- [WHAT TO PRODUCE] Starting with the line that contains "Exercise. Mark the door entrance", set down each line through the end of the entries below, exactly and with nothing added.

[Position identification records]
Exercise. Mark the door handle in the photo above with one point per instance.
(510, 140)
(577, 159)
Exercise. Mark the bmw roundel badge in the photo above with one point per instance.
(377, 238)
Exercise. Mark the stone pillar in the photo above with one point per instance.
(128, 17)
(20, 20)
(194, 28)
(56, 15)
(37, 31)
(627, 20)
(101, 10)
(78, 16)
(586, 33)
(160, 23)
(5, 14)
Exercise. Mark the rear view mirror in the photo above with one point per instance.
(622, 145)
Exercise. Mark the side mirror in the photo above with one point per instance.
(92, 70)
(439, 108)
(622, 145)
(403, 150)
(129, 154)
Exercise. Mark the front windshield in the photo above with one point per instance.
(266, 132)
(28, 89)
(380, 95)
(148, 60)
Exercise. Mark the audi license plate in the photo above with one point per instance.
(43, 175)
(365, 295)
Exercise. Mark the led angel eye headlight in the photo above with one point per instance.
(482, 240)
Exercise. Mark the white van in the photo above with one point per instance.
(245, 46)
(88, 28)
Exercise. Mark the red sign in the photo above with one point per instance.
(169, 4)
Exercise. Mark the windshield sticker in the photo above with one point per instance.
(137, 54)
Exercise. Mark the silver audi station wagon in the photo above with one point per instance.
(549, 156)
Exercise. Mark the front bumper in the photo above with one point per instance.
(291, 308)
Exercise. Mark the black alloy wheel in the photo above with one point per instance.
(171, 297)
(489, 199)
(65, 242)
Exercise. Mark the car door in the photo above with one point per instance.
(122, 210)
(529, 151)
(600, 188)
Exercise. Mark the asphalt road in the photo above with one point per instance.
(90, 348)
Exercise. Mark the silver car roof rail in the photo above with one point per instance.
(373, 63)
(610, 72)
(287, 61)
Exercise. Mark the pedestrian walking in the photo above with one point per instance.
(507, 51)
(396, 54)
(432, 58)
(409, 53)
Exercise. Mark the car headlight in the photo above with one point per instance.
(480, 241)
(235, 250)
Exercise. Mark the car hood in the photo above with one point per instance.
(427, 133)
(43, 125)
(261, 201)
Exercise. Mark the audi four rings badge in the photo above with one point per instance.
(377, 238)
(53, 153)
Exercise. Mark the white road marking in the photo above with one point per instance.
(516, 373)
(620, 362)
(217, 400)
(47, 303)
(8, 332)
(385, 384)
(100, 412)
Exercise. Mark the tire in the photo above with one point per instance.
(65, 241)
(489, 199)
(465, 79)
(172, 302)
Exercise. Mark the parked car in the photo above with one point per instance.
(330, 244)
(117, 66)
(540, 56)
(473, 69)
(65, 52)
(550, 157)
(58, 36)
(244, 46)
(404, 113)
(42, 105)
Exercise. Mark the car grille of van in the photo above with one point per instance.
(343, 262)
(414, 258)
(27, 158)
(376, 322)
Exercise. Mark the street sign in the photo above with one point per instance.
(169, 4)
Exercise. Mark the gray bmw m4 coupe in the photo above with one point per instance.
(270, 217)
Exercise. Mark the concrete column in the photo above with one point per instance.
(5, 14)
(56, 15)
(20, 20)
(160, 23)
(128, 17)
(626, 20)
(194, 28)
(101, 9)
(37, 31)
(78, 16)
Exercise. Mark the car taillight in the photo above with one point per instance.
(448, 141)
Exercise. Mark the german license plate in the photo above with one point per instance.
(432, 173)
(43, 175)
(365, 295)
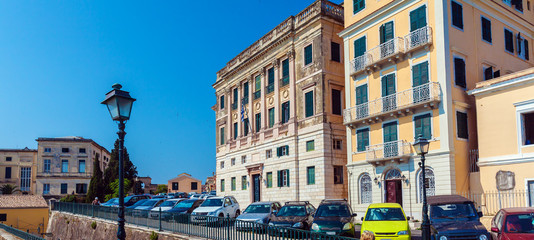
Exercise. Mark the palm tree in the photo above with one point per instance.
(9, 189)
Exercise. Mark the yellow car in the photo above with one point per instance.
(386, 221)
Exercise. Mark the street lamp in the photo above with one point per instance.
(119, 104)
(421, 148)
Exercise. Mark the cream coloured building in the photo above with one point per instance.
(290, 143)
(65, 165)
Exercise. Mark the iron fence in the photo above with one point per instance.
(19, 233)
(205, 226)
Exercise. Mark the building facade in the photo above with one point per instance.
(18, 168)
(184, 183)
(506, 152)
(408, 65)
(65, 165)
(280, 133)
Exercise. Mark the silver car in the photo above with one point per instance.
(257, 215)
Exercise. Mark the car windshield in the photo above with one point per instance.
(384, 214)
(293, 210)
(333, 211)
(520, 223)
(212, 202)
(185, 204)
(258, 208)
(452, 211)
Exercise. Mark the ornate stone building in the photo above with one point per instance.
(280, 133)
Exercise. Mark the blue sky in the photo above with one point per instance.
(59, 58)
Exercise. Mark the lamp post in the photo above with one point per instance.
(119, 104)
(421, 148)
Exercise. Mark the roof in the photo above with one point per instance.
(22, 201)
(445, 199)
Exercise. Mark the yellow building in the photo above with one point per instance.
(507, 151)
(18, 168)
(408, 64)
(27, 213)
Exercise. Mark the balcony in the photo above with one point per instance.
(401, 103)
(379, 154)
(391, 50)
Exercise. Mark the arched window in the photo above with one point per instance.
(366, 189)
(431, 190)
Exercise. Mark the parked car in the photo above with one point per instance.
(295, 214)
(258, 212)
(513, 223)
(454, 216)
(217, 207)
(334, 217)
(386, 220)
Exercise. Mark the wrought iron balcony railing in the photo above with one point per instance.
(376, 154)
(427, 94)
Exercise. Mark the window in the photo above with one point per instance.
(310, 175)
(486, 29)
(283, 178)
(335, 52)
(362, 136)
(528, 128)
(269, 179)
(81, 188)
(232, 184)
(282, 151)
(64, 165)
(285, 72)
(271, 117)
(457, 15)
(308, 99)
(64, 188)
(310, 145)
(46, 165)
(422, 126)
(8, 173)
(336, 102)
(46, 188)
(509, 41)
(461, 125)
(258, 121)
(244, 183)
(459, 72)
(366, 189)
(358, 5)
(269, 153)
(338, 174)
(308, 55)
(285, 112)
(81, 166)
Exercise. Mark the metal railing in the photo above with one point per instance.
(422, 94)
(19, 233)
(387, 150)
(205, 226)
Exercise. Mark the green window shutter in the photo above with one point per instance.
(309, 103)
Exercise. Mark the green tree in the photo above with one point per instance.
(96, 186)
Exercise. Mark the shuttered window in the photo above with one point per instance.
(422, 126)
(457, 15)
(459, 72)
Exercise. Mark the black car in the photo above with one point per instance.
(455, 217)
(334, 217)
(296, 214)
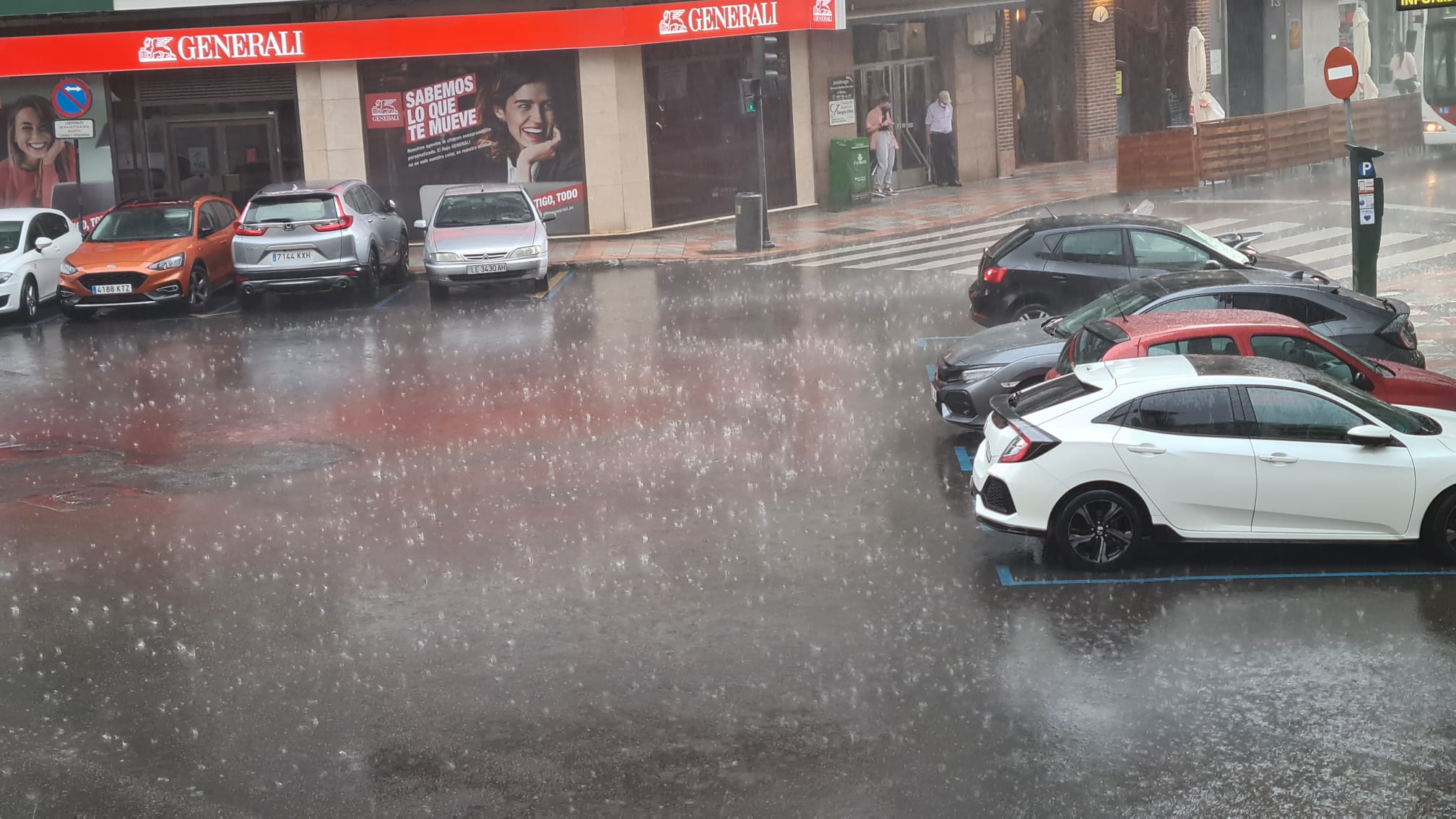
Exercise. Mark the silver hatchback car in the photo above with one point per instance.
(315, 236)
(485, 235)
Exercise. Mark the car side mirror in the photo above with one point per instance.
(1369, 435)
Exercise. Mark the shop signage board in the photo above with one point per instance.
(411, 37)
(842, 101)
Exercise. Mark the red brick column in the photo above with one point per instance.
(1096, 63)
(1005, 104)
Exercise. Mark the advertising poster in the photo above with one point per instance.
(57, 146)
(438, 121)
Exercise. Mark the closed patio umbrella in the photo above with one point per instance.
(1360, 40)
(1205, 108)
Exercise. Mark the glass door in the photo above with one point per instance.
(225, 157)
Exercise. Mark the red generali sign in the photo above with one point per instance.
(410, 37)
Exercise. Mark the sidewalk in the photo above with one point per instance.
(815, 228)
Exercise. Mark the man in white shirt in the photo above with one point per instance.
(940, 134)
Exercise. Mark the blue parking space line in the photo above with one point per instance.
(967, 462)
(391, 298)
(1004, 573)
(921, 342)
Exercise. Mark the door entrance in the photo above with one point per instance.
(909, 88)
(225, 157)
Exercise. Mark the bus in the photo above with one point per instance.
(1436, 56)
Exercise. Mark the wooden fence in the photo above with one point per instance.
(1244, 146)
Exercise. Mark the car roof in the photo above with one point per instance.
(1101, 220)
(306, 187)
(484, 188)
(1196, 321)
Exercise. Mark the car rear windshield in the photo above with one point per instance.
(1049, 394)
(1008, 243)
(144, 223)
(474, 210)
(11, 236)
(313, 207)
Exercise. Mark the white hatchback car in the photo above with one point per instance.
(1212, 449)
(34, 242)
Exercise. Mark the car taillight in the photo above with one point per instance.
(341, 223)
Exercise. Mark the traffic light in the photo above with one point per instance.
(749, 95)
(769, 63)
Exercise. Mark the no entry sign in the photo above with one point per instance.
(72, 100)
(1341, 73)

- [CORRECT OUTPUT]
Exercise. Mark the door entrance in the photo above with one point per instance.
(909, 88)
(225, 157)
Exercise. Mark the bus in the photo above with one point per instance.
(1436, 56)
Exercise. Mark the wooden fence in the photo above with one point per instance.
(1244, 146)
Exercise. Mark the car roof in the photo above with one point per instance.
(1101, 220)
(306, 187)
(484, 188)
(1196, 321)
Exercise. Mark the car rear windshield in the photo above with one point per instance.
(1049, 394)
(1008, 243)
(144, 223)
(474, 210)
(11, 236)
(313, 207)
Exercise. Mark the white hatchback car in the photo above with one point per instance.
(1212, 449)
(34, 242)
Exercise. Mark the car taillight in the photo above with one point per instance.
(341, 223)
Exercise. Mark the traffic light in the photo above with one point per instance.
(749, 95)
(769, 63)
Exercise. Mark the no entry sign in the photo above with one point per instance.
(72, 100)
(1341, 73)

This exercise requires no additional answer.